__Problem details__: Beginning with the line containing "mark the blonde" and ending with the last line of the entries below, copy each line exactly and nothing else.
START Records for the task
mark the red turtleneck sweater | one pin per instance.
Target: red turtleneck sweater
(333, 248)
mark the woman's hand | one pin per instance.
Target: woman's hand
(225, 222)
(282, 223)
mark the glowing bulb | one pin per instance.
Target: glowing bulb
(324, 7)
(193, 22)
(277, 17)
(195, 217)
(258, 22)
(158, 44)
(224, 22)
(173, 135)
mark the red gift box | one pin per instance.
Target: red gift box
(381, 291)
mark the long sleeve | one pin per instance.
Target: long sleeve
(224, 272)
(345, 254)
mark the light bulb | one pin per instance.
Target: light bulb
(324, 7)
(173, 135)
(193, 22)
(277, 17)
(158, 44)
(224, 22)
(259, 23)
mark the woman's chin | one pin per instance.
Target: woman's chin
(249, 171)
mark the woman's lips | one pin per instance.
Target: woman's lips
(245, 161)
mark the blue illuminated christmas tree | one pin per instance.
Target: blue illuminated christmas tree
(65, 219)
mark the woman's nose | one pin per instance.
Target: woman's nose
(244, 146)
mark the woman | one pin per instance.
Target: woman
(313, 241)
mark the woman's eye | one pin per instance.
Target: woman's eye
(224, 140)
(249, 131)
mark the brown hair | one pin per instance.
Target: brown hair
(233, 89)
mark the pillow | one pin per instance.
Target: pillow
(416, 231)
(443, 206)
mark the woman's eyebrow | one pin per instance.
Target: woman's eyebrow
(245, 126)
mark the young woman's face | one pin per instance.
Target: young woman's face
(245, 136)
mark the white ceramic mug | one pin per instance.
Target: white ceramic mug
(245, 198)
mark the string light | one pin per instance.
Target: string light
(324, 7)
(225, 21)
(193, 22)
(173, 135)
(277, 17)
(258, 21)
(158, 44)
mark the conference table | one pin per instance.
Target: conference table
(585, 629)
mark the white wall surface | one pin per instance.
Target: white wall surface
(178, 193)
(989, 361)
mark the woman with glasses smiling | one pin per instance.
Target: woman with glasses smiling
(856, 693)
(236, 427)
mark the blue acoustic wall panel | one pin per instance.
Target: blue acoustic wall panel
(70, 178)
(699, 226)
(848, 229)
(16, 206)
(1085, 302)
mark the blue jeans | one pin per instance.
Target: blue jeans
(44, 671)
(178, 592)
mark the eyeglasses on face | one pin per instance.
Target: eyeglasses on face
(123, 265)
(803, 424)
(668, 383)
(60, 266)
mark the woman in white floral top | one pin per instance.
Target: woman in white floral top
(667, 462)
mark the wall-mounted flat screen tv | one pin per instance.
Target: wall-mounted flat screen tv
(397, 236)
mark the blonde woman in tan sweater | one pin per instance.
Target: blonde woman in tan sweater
END Records for the task
__Answer to this problem__:
mark the blonde woman in tan sweater | one pin per instance.
Target: blonde woman in tan sweater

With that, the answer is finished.